══ Passage shown ══
I ended up implementing

Import of graphic and presentation styles (with the exception of rarely used attributes like 3d or form attributes)
Import of numbering styles, page layouts and presentation layouts
Import of draw styles like gradients, bitmaps, hatches and markers
Import of master pages including their notes
Import of automatic styles for shapes, paragraphs and spans
Import of draw pages including their notes
Import of common shapes (placeholder, text, rectangle, graphic and ole)

Results

First I used an average real world document with 47 slides and lots of graphics and some chart ole. It showed that the prototype filter was around 2% faster than the original filter. This was less than expected.

Next I created an artificial document. A presentation with 188 slides and only formated text, no graphics, no ole. This pure xml document would be uncommon for a presentation but a good approximation what the gain could be for a writer or calc document where the xml to graphic/ole ratio is much higher. This lead to a performance gain of 10% which is not bad since the prototype is not yet profiled and optimized itself.

I tested this on a dual core 3Ghz system. Experiments with the original filter showed that we are cpu bound and since we use only one core, the processor usage is only 50%. So I expected better results with the threaded prototype by making use of the 3Ghz from the second core. A quick look at a cpu monitor showed that this didn’t happen, processor usage was still capped at 50%.
═══
What this exercise asks —
a) Please answer these from the passage on the import filter prototype:
(i) How many slides did the real world document have?
(ii) What performance gain did the artificial document produce?
(iii) What did the cpu monitor show for processor usage with the threaded prototype?
b) Write the next part of the account of the import filter prototype, starting after its last sentence.
══ Information given ══
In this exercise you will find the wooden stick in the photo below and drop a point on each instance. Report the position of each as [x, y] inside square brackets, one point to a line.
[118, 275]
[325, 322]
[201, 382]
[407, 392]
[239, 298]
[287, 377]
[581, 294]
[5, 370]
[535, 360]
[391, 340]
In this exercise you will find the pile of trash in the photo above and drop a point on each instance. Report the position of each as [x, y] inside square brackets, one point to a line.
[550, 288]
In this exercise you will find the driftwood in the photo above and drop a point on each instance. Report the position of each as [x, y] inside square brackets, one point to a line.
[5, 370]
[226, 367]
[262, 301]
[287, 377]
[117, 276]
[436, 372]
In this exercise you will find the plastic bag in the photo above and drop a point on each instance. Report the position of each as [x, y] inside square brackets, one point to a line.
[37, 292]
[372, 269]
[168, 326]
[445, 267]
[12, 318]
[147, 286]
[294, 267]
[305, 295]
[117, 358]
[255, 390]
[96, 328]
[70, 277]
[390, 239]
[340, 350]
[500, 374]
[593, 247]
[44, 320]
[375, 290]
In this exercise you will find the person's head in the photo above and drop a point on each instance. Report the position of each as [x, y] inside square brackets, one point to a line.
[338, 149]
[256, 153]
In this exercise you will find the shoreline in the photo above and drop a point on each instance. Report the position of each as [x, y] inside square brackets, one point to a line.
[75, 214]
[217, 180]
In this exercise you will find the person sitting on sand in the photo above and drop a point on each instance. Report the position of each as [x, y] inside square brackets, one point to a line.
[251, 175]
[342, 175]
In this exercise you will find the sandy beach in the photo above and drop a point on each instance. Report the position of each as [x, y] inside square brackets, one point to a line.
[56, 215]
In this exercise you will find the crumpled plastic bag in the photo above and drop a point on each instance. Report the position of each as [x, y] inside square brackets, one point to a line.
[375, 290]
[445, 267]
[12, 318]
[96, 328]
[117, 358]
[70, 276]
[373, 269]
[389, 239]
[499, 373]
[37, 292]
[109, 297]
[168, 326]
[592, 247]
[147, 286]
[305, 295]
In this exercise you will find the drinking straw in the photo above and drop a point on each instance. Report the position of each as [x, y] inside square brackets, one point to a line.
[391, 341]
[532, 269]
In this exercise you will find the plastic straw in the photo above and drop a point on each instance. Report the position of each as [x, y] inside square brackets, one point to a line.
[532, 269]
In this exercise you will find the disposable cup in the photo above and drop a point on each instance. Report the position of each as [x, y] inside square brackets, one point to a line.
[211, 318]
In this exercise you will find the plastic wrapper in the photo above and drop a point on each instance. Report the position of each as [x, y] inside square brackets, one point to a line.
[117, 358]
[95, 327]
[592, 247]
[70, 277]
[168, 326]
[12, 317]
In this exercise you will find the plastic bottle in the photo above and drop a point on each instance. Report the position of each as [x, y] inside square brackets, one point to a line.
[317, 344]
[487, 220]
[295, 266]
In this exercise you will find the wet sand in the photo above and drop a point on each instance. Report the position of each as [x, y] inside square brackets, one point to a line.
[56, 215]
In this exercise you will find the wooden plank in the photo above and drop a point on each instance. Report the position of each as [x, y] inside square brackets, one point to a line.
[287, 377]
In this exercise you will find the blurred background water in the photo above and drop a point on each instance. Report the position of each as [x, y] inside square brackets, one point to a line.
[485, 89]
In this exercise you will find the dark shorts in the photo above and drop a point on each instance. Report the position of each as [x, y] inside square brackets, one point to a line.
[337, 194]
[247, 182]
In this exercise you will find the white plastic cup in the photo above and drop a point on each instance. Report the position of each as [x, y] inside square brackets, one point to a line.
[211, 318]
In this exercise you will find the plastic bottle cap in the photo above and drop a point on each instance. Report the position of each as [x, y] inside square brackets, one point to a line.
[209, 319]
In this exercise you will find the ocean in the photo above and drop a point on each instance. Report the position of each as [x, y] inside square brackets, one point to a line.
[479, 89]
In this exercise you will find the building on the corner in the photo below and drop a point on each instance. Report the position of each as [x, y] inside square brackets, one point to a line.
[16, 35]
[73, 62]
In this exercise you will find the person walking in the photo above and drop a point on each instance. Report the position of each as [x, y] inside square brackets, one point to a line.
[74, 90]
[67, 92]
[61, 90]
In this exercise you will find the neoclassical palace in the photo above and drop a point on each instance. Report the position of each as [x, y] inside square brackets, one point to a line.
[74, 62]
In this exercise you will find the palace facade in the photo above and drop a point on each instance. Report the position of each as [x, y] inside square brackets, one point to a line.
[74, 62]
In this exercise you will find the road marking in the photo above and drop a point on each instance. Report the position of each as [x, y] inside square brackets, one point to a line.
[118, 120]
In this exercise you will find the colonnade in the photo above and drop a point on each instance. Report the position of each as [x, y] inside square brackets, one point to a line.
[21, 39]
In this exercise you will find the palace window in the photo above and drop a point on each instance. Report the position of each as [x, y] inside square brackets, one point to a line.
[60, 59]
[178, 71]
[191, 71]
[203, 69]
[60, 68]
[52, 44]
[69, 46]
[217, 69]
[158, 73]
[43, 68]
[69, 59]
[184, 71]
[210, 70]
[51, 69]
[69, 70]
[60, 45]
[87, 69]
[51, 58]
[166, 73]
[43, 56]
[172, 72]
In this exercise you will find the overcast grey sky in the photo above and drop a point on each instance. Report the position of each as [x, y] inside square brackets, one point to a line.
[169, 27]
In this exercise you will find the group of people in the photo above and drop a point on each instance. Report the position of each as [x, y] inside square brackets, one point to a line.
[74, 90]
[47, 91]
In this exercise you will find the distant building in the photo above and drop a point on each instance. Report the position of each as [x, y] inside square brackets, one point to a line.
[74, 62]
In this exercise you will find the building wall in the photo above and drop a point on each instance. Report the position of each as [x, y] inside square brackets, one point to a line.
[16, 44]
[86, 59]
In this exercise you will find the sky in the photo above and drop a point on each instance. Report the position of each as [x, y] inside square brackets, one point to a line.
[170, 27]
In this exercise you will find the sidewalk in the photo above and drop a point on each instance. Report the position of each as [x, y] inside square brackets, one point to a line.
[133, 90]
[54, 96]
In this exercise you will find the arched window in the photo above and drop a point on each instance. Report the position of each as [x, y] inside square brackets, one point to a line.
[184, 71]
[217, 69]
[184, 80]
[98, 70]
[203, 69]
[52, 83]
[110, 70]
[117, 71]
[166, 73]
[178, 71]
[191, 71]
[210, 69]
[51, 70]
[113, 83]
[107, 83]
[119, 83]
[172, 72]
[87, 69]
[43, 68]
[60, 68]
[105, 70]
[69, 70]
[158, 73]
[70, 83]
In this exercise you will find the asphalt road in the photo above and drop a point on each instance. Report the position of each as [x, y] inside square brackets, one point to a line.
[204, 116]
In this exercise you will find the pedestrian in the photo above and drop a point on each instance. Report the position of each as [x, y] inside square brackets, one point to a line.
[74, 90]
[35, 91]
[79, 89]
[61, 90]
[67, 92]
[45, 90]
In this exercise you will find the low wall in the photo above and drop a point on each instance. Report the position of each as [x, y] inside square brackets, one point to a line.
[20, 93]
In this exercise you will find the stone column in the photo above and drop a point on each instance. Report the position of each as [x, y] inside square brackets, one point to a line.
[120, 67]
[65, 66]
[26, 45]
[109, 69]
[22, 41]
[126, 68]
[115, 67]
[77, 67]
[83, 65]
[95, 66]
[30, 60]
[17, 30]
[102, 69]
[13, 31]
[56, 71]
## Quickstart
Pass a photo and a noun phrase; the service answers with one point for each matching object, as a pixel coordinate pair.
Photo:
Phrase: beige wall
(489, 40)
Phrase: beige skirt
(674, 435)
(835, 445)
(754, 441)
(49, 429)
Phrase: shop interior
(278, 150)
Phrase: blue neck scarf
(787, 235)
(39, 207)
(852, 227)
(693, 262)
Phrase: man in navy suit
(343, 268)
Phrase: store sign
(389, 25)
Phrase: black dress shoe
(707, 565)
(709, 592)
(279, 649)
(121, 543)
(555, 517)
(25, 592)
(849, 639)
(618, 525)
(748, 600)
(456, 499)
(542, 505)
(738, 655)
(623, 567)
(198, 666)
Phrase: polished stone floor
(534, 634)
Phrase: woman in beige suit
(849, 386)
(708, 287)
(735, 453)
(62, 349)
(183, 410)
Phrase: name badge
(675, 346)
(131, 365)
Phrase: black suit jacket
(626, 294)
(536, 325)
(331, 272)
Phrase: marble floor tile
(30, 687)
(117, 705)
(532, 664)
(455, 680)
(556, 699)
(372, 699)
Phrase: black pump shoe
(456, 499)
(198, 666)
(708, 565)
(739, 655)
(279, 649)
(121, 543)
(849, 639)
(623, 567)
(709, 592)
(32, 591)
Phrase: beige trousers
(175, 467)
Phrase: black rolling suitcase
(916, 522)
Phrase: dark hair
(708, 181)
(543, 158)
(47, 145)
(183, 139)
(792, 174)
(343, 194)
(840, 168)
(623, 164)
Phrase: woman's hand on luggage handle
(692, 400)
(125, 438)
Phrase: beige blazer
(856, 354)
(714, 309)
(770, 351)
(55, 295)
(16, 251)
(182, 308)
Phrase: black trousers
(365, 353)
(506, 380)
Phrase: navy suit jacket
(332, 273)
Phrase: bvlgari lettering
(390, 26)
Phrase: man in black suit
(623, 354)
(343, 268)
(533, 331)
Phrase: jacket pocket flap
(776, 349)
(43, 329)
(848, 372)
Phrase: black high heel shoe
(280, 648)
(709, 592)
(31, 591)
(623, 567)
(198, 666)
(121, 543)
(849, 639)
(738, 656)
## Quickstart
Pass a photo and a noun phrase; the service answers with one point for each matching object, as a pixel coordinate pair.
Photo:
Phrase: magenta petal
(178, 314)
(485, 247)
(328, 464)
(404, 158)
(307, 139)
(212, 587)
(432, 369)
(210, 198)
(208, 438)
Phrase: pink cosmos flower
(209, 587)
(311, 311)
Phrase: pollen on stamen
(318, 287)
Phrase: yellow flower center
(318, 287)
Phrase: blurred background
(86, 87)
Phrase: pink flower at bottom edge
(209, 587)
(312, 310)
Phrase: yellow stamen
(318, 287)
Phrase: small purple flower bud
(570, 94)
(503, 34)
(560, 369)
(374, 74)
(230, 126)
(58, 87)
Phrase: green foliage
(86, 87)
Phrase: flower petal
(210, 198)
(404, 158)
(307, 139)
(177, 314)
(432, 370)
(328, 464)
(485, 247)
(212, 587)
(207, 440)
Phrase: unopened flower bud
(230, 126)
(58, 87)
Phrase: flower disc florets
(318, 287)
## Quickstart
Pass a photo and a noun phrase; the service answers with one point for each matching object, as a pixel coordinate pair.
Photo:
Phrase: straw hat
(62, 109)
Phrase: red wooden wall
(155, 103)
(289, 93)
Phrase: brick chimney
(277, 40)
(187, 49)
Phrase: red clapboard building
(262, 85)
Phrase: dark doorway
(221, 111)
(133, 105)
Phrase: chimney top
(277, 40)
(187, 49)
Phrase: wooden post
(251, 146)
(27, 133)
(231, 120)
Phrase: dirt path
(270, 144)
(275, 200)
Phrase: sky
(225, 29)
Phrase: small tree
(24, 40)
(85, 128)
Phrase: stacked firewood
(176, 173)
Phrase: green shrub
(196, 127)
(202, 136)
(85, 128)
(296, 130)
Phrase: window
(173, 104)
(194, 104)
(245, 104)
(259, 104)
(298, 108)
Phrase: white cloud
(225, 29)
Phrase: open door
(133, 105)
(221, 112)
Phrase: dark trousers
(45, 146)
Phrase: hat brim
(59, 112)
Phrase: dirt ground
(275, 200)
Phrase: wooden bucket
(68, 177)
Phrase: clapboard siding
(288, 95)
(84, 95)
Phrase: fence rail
═══
Outputs in order —
a)
(i) 47 slides
(ii) 10%
(iii) It was still capped at 50%.

b)
This made me suspect that the actual parsing, tree building and xml to UNO conversion did only account for an insignificant amount of the time the filter needs to import this document. After removing the threading I measured the time it took to parse the xml streams and to actually import the document. It turns out that building the DOM tree for the styles.xml and content.xml accounted for less than 2% of the overal time. So when opening a document that takes 10 seconds to load, the second core is only used 0,2 seconds. Remember that this does not only include the actual xml parsing but also creating the DOM tree in memory and converting most of the attribute values to UNO types.

The interesting finding here is that the overhead from the xml parsing is much less than the typical ‘developer gut feeling’ about xml. So any performance work in the filter or the application core would be much more efficient then trying to speed up the xml parsing.

Since the usage of DOM is often criticized for its memory consumption, I also took a look at this. While I replaced most strings with 32 bit integer tokens I figured that the memory consumption of a DOM tree should not be greater than the xml stream it was parsed from. My expectation was that for most cases it should be even smaller.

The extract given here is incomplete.